== Segment start ==

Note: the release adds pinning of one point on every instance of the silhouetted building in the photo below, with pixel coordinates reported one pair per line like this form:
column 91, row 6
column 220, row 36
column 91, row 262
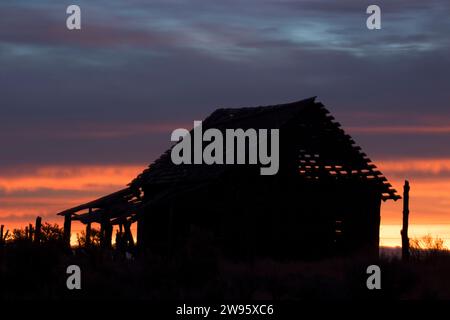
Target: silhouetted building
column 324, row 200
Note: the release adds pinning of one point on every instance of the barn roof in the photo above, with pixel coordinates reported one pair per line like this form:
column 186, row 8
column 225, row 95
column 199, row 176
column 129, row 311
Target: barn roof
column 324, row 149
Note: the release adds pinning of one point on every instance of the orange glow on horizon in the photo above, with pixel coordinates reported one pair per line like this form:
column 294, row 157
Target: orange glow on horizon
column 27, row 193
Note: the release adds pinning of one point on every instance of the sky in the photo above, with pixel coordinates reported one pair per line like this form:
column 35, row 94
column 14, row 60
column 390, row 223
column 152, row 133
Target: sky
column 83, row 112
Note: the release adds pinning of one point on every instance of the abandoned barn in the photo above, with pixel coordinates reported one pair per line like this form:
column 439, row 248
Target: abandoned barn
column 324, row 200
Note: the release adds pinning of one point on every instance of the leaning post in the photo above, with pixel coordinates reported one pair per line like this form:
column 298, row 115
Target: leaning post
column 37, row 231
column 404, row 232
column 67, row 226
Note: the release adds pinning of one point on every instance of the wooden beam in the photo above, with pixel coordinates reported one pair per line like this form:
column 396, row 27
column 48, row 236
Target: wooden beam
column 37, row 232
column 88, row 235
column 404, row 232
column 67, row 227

== Segment end ==
== Segment start ==

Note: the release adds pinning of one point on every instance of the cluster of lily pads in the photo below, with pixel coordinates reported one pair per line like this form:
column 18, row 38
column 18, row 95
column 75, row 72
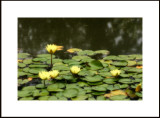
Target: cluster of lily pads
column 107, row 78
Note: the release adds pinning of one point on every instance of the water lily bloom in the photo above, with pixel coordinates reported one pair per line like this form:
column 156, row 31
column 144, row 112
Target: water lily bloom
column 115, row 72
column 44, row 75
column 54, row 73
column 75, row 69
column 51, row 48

== Segment end ==

▸ Exercise instructions
Would you give the number of lines of the data that include the string "below"? Nothing else is wanted.

▸ Answer area
2